TASK DESCRIPTION ▸ Your answer should repeat exactly the line containing "Target: white fish" and all lines after it through the end of the material below, with no other text.

ENTRIES SUPPLIED ▸
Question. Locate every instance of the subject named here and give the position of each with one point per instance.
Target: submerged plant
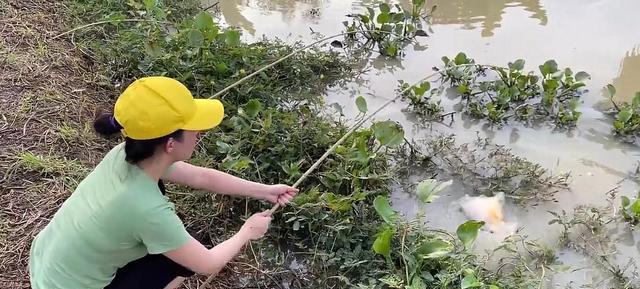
(420, 100)
(627, 115)
(389, 28)
(513, 93)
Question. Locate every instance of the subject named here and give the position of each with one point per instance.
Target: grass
(46, 93)
(329, 229)
(49, 164)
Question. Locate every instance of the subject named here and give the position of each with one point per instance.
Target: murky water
(597, 36)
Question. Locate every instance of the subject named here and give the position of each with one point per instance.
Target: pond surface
(600, 37)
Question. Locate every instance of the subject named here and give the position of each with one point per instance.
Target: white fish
(489, 210)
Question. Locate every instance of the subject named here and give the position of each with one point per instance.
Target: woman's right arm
(199, 259)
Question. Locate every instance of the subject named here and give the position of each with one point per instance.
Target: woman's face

OUTPUT OF THE EXERCISE ▸
Target: white fish
(489, 210)
Question. Locate every instance of the subject named here and give the position of each with one point per instance.
Target: woman's right arm
(199, 259)
Question. Locate every instance of the subject named here and give the position of each with one point per instance.
Target: woman's face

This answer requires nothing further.